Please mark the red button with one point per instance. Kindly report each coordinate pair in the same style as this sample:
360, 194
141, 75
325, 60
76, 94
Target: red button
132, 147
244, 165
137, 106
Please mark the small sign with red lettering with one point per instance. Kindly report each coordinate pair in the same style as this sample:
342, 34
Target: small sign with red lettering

+===+

TASK GOAL
Copy out the lines from the one containing "Please mark the small" through the end of the records, with both ends included and nothing changed.

SOLUTION TO THE EXERCISE
Please mark the small sign with red lettering with one point per instance. Kindly report each coordinate pair in the same style as this sample:
342, 34
Target: small sign with red lettering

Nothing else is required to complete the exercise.